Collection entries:

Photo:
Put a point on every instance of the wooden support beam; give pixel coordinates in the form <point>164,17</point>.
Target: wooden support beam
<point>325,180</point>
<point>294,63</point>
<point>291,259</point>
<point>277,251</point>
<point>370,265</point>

WRITTEN INSTRUCTION. Can you return every line of the data above, unchanged?

RESULT FOR THIS EXERCISE.
Photo:
Put a point on every instance of the wooden support beam; give pixel coordinates in the form <point>164,17</point>.
Target: wooden support beam
<point>325,180</point>
<point>294,63</point>
<point>291,259</point>
<point>277,251</point>
<point>370,265</point>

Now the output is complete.